Challenge
Could you copy out, unchanged, every line from the one containing "of the group" through the last line of the items, both ends included?

--- Start ---

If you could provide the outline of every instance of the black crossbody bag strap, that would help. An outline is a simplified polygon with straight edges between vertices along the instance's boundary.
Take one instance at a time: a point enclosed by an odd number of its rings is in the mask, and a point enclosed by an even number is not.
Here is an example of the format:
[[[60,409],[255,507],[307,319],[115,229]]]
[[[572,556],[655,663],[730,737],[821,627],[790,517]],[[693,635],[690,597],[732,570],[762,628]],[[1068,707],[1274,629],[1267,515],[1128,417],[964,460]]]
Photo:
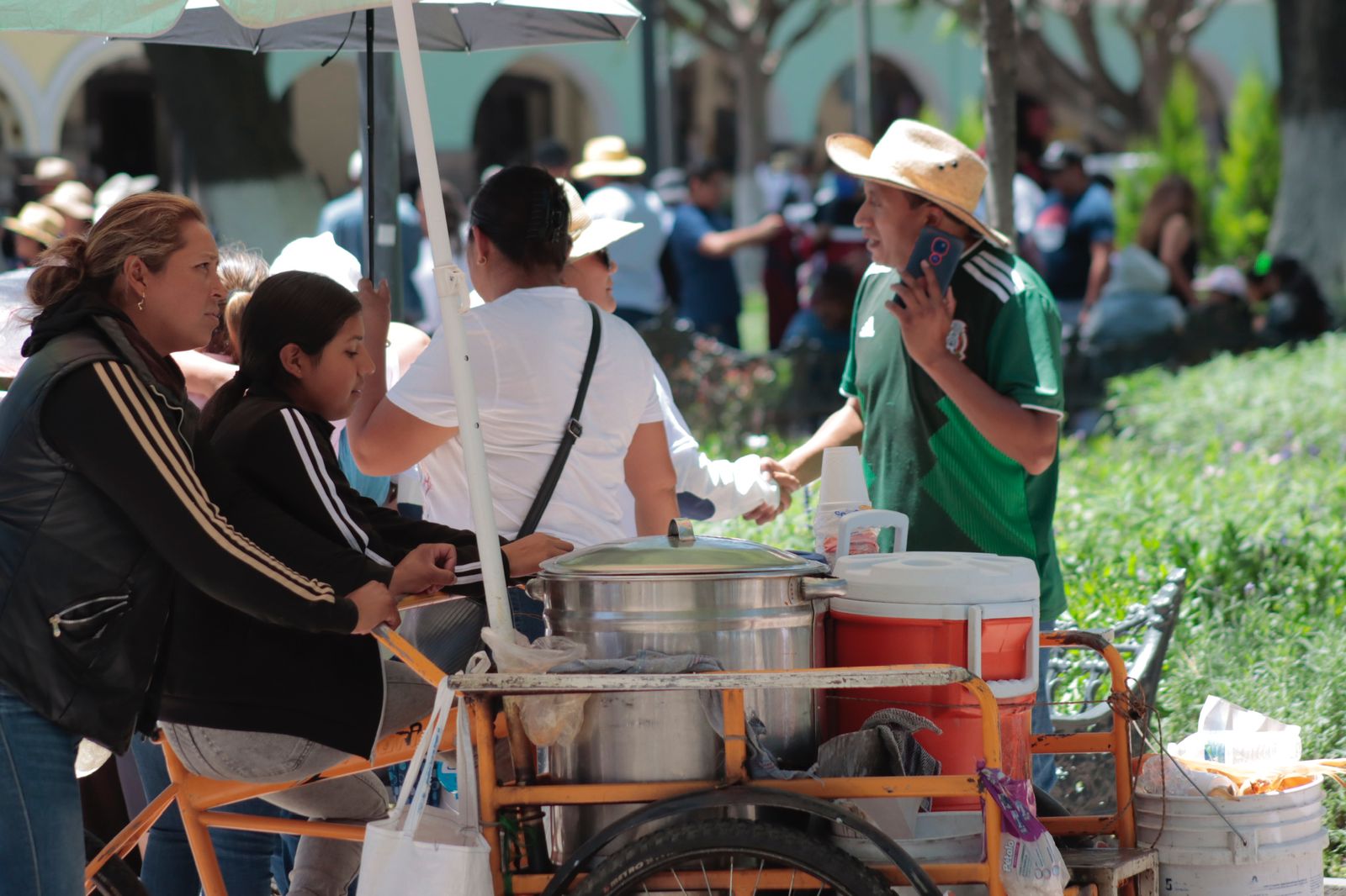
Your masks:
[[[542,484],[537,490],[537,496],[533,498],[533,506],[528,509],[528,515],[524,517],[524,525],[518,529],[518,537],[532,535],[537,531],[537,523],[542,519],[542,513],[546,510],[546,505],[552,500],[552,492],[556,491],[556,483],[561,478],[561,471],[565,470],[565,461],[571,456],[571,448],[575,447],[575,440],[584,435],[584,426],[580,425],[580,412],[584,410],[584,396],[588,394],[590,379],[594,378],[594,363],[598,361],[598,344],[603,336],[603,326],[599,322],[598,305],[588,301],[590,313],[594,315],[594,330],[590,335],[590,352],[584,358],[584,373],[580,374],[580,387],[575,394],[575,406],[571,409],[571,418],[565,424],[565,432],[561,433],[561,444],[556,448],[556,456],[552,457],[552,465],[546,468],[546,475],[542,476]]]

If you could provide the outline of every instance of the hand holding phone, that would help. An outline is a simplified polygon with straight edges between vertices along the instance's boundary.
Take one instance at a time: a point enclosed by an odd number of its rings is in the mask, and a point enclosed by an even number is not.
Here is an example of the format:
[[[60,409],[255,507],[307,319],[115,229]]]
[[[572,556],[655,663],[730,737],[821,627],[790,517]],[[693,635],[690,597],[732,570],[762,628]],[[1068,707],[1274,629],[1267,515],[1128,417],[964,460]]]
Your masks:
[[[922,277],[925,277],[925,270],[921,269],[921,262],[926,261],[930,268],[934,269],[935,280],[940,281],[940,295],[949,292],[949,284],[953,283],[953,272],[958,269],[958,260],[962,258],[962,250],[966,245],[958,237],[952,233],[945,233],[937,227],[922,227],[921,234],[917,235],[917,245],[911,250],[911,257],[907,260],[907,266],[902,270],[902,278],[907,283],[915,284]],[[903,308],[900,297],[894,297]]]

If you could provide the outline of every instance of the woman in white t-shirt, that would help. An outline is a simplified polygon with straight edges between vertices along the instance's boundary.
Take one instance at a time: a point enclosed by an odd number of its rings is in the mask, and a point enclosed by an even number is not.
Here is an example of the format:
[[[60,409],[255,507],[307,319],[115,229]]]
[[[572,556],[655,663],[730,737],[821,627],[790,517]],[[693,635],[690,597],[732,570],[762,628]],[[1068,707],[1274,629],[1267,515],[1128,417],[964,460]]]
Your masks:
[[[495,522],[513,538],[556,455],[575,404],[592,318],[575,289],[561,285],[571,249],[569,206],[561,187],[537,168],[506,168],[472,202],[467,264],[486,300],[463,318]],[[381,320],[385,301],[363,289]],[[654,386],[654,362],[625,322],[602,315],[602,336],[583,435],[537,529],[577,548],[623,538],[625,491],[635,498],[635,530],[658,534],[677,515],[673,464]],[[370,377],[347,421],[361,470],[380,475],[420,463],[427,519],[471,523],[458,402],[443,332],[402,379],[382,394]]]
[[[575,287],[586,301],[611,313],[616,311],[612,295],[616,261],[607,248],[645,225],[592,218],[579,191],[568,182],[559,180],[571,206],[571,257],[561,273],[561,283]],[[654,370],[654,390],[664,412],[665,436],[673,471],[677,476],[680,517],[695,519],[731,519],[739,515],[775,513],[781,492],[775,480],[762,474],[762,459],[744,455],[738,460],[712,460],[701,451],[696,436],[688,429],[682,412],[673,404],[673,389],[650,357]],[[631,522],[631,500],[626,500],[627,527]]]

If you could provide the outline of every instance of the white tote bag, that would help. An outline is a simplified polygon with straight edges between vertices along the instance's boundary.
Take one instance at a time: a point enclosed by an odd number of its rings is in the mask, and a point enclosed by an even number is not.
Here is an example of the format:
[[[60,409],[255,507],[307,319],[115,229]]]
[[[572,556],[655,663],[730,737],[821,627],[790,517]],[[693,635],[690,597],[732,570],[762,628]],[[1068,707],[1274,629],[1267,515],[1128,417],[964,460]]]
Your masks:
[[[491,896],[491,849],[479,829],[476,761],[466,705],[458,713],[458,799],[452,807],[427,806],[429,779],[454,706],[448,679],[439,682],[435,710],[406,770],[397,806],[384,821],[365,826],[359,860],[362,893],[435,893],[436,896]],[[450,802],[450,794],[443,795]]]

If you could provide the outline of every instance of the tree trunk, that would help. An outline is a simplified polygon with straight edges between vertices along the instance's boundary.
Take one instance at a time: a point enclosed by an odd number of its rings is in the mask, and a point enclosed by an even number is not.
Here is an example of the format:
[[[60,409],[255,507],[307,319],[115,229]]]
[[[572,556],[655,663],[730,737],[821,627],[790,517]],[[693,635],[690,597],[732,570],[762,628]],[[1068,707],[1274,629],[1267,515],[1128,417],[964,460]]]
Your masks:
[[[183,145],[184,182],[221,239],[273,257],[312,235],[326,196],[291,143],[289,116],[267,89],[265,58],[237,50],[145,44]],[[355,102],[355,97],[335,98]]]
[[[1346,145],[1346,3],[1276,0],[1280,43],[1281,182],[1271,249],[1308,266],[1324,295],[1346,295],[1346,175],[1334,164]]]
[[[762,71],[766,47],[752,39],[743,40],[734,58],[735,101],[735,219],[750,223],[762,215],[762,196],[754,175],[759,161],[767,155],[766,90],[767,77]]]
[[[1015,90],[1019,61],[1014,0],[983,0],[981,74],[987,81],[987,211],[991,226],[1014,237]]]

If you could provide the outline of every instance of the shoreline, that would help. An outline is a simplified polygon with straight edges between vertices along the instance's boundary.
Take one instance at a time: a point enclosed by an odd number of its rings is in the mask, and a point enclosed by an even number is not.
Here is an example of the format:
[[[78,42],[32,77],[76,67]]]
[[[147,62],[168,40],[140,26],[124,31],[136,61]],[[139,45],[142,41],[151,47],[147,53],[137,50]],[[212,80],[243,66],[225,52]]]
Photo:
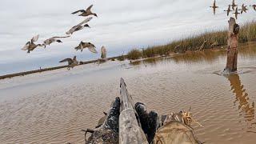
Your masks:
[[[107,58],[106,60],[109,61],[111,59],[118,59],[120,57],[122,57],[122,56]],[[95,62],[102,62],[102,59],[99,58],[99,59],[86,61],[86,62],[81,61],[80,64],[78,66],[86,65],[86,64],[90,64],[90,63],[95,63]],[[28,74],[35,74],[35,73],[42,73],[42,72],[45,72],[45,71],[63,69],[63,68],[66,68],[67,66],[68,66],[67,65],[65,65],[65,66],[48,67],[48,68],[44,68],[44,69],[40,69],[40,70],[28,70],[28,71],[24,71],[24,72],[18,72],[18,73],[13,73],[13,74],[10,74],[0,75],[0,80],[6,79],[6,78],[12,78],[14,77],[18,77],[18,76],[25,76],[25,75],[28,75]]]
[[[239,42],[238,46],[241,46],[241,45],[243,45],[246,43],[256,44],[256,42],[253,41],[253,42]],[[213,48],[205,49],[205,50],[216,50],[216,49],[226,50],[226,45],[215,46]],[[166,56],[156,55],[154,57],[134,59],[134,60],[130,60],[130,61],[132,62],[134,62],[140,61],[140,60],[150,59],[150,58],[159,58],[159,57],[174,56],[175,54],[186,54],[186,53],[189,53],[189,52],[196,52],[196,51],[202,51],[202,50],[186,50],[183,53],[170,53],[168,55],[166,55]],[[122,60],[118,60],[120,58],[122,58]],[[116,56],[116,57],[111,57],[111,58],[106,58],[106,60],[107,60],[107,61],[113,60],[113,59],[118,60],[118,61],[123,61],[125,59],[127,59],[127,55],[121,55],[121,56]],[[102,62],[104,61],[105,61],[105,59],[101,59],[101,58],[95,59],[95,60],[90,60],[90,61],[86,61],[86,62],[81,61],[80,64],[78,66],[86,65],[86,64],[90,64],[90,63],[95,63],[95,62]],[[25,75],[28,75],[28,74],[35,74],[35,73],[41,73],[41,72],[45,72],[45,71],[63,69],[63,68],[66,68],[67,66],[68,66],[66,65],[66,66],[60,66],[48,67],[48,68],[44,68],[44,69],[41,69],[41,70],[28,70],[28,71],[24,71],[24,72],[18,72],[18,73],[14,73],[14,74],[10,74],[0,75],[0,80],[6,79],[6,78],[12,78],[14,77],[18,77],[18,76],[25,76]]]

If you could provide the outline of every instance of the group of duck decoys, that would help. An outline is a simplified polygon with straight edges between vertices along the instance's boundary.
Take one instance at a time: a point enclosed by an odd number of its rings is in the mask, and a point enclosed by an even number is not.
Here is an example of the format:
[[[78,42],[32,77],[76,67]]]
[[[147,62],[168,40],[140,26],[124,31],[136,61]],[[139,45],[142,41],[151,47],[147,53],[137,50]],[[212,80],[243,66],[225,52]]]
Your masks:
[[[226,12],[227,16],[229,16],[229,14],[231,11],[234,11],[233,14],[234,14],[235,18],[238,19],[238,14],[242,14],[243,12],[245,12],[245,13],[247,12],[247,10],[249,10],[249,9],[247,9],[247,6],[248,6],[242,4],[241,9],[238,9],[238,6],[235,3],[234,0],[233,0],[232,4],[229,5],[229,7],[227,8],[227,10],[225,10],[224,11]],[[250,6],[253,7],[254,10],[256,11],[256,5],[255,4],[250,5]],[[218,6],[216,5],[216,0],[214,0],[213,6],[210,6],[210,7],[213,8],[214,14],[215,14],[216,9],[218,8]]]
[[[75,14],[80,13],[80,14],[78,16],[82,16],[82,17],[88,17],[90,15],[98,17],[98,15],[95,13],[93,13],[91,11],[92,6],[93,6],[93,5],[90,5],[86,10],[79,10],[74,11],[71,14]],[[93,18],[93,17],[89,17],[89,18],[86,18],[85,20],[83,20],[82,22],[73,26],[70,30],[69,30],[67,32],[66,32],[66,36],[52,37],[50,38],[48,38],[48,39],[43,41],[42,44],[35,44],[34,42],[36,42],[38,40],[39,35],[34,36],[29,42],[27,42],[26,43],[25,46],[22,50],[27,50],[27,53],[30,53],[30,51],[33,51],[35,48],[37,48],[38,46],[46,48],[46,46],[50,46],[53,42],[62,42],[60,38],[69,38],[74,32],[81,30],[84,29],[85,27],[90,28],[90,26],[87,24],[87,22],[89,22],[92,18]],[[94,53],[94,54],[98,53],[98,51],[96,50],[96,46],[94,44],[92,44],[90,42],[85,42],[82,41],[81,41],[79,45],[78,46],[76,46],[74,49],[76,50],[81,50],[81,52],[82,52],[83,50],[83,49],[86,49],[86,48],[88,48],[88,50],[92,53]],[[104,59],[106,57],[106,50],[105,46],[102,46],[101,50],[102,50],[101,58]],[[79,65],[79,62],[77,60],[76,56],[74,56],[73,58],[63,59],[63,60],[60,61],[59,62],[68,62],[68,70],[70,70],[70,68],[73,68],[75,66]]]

--- End ---

Written reply
If you could provide the outline of every instance of the group of duck decoys, that would help. An outline is a simplified polygon with straight edges between vertices along the instance's boundary.
Take one instance at a time: a point enclosed by an odd number of its rings is in the mask, and a point enclosed by an even number is not.
Here is an example of the format:
[[[78,42],[32,77],[76,67]]]
[[[147,62],[168,40],[140,26],[124,31],[136,61]],[[139,45],[142,41],[151,47],[147,53],[137,50]],[[212,80],[243,66],[225,52]]]
Your masks:
[[[226,12],[227,16],[229,16],[229,14],[231,11],[234,11],[233,14],[234,14],[235,18],[238,19],[238,14],[242,14],[243,12],[245,12],[245,13],[247,12],[247,10],[249,10],[249,9],[247,9],[247,6],[248,6],[242,4],[241,9],[238,9],[238,6],[235,3],[234,0],[233,0],[232,4],[229,5],[229,7],[227,8],[227,10],[225,10],[224,11]],[[250,6],[253,7],[254,10],[256,11],[256,5],[255,4],[250,5]],[[218,6],[216,5],[216,0],[214,0],[213,6],[210,6],[210,7],[213,8],[214,14],[215,14],[216,9],[218,8]]]
[[[75,14],[80,13],[80,14],[78,16],[82,16],[82,17],[88,17],[90,15],[98,17],[98,15],[95,13],[93,13],[91,11],[92,6],[93,6],[93,5],[90,5],[86,10],[79,10],[74,11],[71,14]],[[93,18],[93,17],[89,17],[89,18],[86,18],[85,20],[83,20],[82,22],[73,26],[70,30],[69,30],[67,32],[66,32],[66,36],[52,37],[50,38],[48,38],[48,39],[43,41],[42,44],[35,44],[34,42],[36,42],[38,40],[39,35],[34,36],[29,42],[27,42],[26,43],[25,46],[22,50],[27,50],[27,53],[30,53],[30,51],[33,51],[35,48],[37,48],[38,46],[46,48],[46,46],[50,46],[53,42],[62,42],[60,38],[69,38],[74,32],[81,30],[84,29],[85,27],[90,28],[90,26],[87,24],[87,22],[89,22],[92,18]],[[94,53],[94,54],[98,53],[98,51],[96,50],[96,46],[94,44],[92,44],[90,42],[85,42],[82,41],[81,41],[79,45],[78,46],[76,46],[74,49],[76,50],[81,50],[81,52],[82,52],[83,50],[83,49],[86,49],[86,48],[88,48],[88,50],[92,53]],[[104,59],[106,57],[106,50],[105,46],[102,46],[101,50],[102,50],[101,58]],[[79,65],[79,62],[77,60],[76,56],[74,56],[73,58],[63,59],[63,60],[60,61],[59,62],[68,62],[68,70],[70,70],[70,68],[73,68],[75,66]]]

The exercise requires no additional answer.